**Set problem:** Which lines of the records contain the word "ruler"? Select and copy each one.

══ Data lines

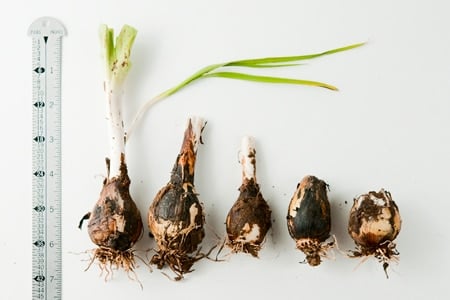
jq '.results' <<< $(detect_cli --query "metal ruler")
[28,17,66,299]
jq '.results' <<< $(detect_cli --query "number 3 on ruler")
[28,17,66,299]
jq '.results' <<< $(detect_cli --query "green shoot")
[126,43,365,140]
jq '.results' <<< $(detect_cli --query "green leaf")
[126,43,365,140]
[100,25,137,85]
[226,43,365,67]
[203,72,337,91]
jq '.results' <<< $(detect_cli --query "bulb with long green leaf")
[79,25,143,274]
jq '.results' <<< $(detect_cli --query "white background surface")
[0,0,450,299]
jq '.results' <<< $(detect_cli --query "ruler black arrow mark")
[33,67,45,74]
[33,205,45,212]
[33,101,45,108]
[33,135,45,143]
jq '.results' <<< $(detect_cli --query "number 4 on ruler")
[28,17,66,299]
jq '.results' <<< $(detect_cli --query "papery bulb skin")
[287,175,334,266]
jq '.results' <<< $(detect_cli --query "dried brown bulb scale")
[287,176,335,266]
[348,189,402,277]
[226,136,272,257]
[79,155,143,271]
[148,118,206,280]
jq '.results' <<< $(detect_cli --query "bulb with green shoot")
[79,25,143,274]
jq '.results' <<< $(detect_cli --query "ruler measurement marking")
[28,17,65,299]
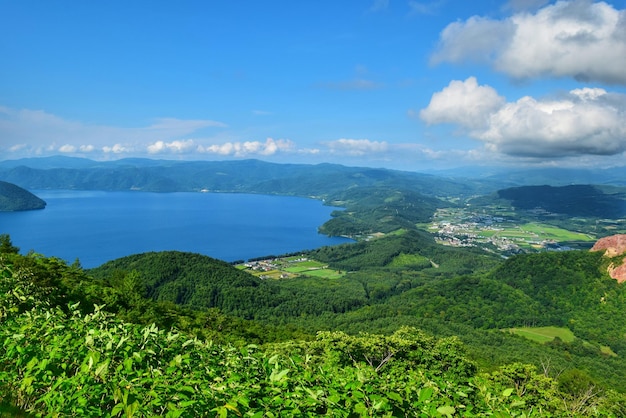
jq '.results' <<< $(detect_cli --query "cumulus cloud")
[198,138,294,157]
[420,78,626,157]
[0,107,226,157]
[147,139,198,154]
[432,0,626,84]
[505,0,550,11]
[59,144,76,153]
[419,77,505,128]
[325,138,389,156]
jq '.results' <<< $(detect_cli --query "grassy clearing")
[389,253,430,267]
[508,327,576,343]
[520,222,595,241]
[302,269,345,279]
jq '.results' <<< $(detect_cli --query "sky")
[0,0,626,171]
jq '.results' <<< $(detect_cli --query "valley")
[0,158,626,417]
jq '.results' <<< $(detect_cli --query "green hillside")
[0,235,626,417]
[0,181,46,212]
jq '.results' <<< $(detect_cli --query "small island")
[0,181,46,212]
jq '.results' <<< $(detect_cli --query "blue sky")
[0,0,626,171]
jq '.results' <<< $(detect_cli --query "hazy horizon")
[0,0,626,171]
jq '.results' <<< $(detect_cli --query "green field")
[520,222,595,242]
[507,327,576,343]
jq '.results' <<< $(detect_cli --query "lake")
[0,190,351,268]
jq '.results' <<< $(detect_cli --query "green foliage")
[498,184,626,219]
[0,238,625,417]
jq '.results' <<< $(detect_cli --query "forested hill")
[0,232,626,417]
[498,184,626,219]
[0,181,46,212]
[0,157,498,198]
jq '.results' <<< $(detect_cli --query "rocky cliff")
[591,234,626,283]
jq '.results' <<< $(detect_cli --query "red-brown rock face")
[591,234,626,283]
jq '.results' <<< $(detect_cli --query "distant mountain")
[431,166,626,188]
[0,181,46,212]
[498,184,626,219]
[0,157,499,198]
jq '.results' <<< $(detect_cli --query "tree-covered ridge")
[497,184,626,219]
[0,159,496,197]
[0,181,46,212]
[0,243,626,417]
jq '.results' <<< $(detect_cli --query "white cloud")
[505,0,550,11]
[198,138,294,157]
[419,77,505,128]
[420,78,626,158]
[59,144,76,154]
[146,139,198,154]
[325,138,389,156]
[102,144,133,154]
[432,0,626,84]
[0,107,226,157]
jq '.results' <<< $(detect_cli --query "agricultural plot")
[237,257,345,279]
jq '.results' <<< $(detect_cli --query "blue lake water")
[0,190,350,268]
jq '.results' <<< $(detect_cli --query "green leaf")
[437,405,456,417]
[387,392,404,403]
[270,369,291,382]
[418,388,433,403]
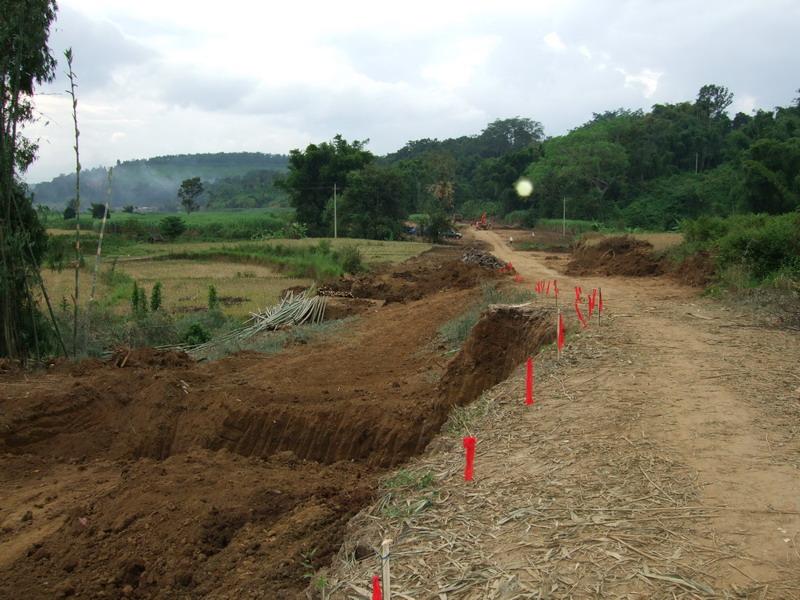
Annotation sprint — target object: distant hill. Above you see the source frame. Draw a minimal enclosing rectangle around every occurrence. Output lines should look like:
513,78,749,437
30,152,288,209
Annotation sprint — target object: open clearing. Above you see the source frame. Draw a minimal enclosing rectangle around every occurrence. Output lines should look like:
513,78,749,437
0,231,800,599
42,238,432,318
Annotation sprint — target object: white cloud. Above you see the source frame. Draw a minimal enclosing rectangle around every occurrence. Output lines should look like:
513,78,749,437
617,67,663,98
17,0,800,181
731,95,758,115
421,36,500,89
542,31,567,52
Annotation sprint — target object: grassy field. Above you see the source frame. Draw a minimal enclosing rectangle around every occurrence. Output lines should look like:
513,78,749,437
101,238,432,265
42,238,431,319
46,208,291,232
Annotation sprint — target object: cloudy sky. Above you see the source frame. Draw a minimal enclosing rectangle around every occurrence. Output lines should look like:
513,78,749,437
26,0,800,182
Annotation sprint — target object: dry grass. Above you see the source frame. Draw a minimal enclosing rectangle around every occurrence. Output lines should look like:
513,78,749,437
117,260,313,317
111,238,432,264
42,266,108,306
327,319,800,600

════

**Response to this exercise:**
jq '.results' <<< $(detect_cli --query "metal ruler")
jq '.results' <<< $(detect_cli --query "number 3 on ruler")
jq '.results' <<< $(detect_cli --query "ruler black arrow mark")
jq '.results' <<< $(detect_cli --query "number 4 on ruler")
jq '.results' <<< $(detect_cli --query "ruler measurement marking")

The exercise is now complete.